Your instructions: Repeat the data verbatim.
(Beginning of The records)
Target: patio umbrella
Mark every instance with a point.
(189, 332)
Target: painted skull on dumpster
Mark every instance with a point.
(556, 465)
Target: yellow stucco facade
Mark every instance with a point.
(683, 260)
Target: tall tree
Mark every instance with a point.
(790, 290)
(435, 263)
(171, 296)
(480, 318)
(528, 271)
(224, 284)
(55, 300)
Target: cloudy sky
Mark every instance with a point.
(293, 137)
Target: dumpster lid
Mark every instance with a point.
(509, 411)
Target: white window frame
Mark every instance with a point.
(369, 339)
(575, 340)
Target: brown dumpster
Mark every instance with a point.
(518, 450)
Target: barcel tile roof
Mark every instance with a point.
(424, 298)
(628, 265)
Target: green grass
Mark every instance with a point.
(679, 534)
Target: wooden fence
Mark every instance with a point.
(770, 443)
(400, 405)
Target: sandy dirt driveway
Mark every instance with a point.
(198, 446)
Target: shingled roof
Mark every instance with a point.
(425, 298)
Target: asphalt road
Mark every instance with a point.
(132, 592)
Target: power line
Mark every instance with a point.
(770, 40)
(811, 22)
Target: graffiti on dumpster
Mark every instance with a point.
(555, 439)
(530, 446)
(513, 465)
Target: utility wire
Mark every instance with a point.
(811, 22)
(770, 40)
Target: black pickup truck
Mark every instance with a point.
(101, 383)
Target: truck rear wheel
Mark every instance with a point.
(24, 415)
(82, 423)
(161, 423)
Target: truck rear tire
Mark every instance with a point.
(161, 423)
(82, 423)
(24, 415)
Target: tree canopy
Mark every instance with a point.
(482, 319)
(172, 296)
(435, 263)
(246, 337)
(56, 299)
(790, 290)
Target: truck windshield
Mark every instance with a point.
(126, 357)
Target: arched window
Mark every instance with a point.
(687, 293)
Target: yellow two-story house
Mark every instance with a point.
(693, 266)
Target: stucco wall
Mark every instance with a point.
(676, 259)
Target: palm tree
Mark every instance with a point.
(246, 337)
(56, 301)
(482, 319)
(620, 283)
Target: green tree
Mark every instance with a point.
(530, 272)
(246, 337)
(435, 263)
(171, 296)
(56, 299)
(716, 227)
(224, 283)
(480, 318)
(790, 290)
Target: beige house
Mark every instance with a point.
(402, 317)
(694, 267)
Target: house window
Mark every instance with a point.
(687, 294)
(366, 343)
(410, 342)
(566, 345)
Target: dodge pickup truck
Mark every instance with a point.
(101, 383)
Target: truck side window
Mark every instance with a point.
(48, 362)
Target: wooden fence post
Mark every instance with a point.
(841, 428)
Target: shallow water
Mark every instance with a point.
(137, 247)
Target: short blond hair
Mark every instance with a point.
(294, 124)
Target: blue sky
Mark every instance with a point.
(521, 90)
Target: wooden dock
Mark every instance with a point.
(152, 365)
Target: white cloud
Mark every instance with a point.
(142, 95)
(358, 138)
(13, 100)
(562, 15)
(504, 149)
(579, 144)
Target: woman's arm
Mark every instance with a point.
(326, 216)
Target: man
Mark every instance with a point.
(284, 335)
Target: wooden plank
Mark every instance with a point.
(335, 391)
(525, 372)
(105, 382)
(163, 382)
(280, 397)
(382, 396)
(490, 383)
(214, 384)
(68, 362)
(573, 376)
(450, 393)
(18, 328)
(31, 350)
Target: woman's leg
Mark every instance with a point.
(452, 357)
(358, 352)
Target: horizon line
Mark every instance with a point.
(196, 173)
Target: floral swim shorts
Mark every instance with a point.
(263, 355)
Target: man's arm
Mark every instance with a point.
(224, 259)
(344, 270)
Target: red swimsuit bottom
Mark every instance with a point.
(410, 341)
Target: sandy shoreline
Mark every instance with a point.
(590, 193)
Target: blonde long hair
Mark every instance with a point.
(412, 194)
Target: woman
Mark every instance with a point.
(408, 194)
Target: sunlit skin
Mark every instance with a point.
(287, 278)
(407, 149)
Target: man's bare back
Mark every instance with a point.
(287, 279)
(End of The records)
Exercise result:
Target: patio umbrella
Mark every instance with a point.
(189, 332)
Target: painted skull on dumpster
Mark every instance with a point.
(556, 465)
Target: yellow stucco facade
Mark every instance with a point.
(683, 260)
Target: tall tree
Mark every instance with a point.
(790, 290)
(435, 263)
(171, 296)
(480, 318)
(528, 271)
(224, 284)
(55, 300)
Target: cloudy sky
Mark every instance with a point.
(293, 137)
Target: dumpster lid
Mark every instance with a point.
(509, 411)
Target: white window frame
Mark every instance with a point.
(369, 339)
(575, 340)
Target: brown dumpster
Mark every instance with a point.
(518, 450)
Target: barcel tile roof
Mark every instance with a point.
(424, 298)
(628, 265)
Target: green grass
Mark every instance with a point.
(679, 534)
Target: wooden fence
Mark every instance with a point.
(770, 443)
(400, 405)
Target: sandy dirt driveway
Mark every instance with a point.
(198, 446)
Target: shingled roof
Mark every instance with a point.
(425, 298)
Target: asphalt road
Mark every instance with a point.
(132, 592)
Target: power line
Mark every instance with a point.
(770, 40)
(811, 22)
Target: graffiti on dumpster
Mark every instance with a point.
(555, 439)
(530, 446)
(513, 465)
Target: utility wire
Mark every instance with a point.
(811, 22)
(770, 40)
Target: black pickup truck
Mark every instance with a point.
(101, 383)
Target: truck rear wheel
Mark every instance with a point.
(24, 415)
(82, 423)
(161, 423)
Target: truck rear tire
Mark every instance with a point.
(161, 423)
(82, 423)
(24, 415)
Target: tree canopy
Mark every instance with a point.
(482, 319)
(172, 296)
(435, 263)
(246, 337)
(56, 299)
(790, 290)
Target: truck windshield
Mark every instance with a point.
(126, 357)
Target: arched window
Mark every instance with a point.
(687, 293)
Target: yellow two-story house
Mark every instance with a point.
(693, 266)
Target: stucco wall
Mark every instance with a point.
(676, 259)
Target: palm tree
Mark every instance with a point.
(246, 337)
(56, 301)
(482, 319)
(620, 283)
Target: green tree
Mark every instance with a point.
(530, 272)
(246, 337)
(435, 263)
(171, 296)
(56, 299)
(716, 227)
(224, 283)
(480, 318)
(790, 290)
Target: beige house
Mark every instance with a point.
(402, 317)
(694, 267)
Target: house window
Mark every instance with a point.
(687, 294)
(366, 343)
(410, 342)
(566, 345)
Target: dodge pickup truck
Mark every instance with a point.
(101, 383)
Target: truck side window
Mark every instance with a point.
(48, 362)
Target: wooden fence post
Mark every instance with a point.
(841, 428)
Target: shallow water
Mark every instance with a point.
(137, 247)
Target: short blond hair
Mark every instance with a point.
(294, 124)
Target: blue sky
Mark every instance with a point.
(521, 90)
Target: wooden dock
Mark every instance with a point.
(152, 365)
Target: white cloud
Mark every instance with a point.
(142, 95)
(358, 138)
(13, 100)
(562, 15)
(504, 149)
(579, 144)
Target: woman's arm
Mark every instance with a point.
(326, 216)
Target: man
Mark every instance with a point.
(284, 335)
Target: wooden plank
Mark every instance with a point.
(335, 391)
(525, 372)
(105, 382)
(163, 382)
(280, 397)
(382, 396)
(490, 383)
(214, 384)
(68, 362)
(573, 376)
(450, 393)
(18, 328)
(31, 350)
Target: woman's leg
Mark every instance with a point.
(452, 357)
(358, 352)
Target: horizon line
Mark every instance with a point.
(196, 173)
Target: floral swim shorts
Mark every instance with a point.
(263, 355)
Target: man's arm
Mark every instance with a point.
(224, 259)
(344, 270)
Target: red swimsuit bottom
Mark every instance with a point.
(410, 341)
Target: sandy shoreline
Mark every instance with a point.
(590, 193)
Target: blonde long hair
Mark every instance with a point.
(412, 194)
Target: woman
Mark every instance with a point.
(408, 194)
Target: sunlit skin
Mark every instance with a point.
(287, 278)
(407, 149)
Target: man's bare back
Mark every instance with a point.
(287, 279)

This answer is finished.